'''
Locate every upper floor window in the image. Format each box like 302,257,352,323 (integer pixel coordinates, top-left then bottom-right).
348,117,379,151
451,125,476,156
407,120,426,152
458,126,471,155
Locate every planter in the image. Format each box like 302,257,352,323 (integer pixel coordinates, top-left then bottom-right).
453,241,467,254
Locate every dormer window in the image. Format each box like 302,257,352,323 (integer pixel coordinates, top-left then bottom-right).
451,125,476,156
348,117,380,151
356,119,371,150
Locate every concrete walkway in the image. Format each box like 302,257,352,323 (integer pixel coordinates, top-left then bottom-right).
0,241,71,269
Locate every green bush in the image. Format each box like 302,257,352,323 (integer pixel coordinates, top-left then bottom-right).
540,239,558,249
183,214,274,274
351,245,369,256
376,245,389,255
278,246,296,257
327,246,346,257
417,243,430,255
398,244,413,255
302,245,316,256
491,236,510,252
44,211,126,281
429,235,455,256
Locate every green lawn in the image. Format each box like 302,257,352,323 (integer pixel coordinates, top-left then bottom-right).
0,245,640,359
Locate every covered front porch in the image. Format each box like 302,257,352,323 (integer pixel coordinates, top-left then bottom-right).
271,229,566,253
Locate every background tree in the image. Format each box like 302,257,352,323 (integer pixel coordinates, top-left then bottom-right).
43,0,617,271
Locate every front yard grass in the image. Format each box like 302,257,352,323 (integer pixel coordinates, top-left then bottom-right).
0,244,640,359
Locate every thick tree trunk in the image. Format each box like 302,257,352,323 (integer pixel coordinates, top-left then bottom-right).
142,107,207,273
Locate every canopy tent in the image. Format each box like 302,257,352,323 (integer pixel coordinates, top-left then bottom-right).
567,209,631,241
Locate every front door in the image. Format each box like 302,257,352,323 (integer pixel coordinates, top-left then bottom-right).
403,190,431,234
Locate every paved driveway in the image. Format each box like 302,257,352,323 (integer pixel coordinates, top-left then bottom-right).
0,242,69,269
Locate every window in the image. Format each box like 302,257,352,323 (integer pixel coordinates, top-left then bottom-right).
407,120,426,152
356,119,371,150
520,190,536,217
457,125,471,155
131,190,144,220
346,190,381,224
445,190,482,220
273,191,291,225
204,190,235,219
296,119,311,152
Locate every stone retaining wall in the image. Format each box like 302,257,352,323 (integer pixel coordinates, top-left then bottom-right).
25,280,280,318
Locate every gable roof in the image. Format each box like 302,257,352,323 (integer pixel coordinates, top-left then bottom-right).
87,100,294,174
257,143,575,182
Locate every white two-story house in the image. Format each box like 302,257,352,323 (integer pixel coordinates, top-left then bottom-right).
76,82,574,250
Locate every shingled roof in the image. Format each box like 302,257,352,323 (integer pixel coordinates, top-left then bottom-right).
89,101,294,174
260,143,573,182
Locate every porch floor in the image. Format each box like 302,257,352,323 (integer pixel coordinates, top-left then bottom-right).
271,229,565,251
'''
◆ **TASK**
Please render the data starting with the line that contains "Locate every window" and going on through the line that contains "25,280,280,318" as a two-column CSV with the headers input and output. Each row should hold one input and its output, with each value in a single quoted field and line breaks replaced by spaces.

◆ **FINISHED EXERCISE**
input,output
"Locate every window in the image. Format each box like 302,257,352,323 (integer pixel coordinates, top-left then bottom-right).","407,120,426,152 356,119,371,150 520,190,536,217 457,125,471,155 131,190,144,220 346,190,381,224 445,190,482,220 273,191,291,225 204,190,235,219 296,119,311,152"
"Locate every stone retaining wall in the image. Format each box like 302,257,352,323 (integer pixel coordinates, top-left then bottom-right).","25,280,280,318"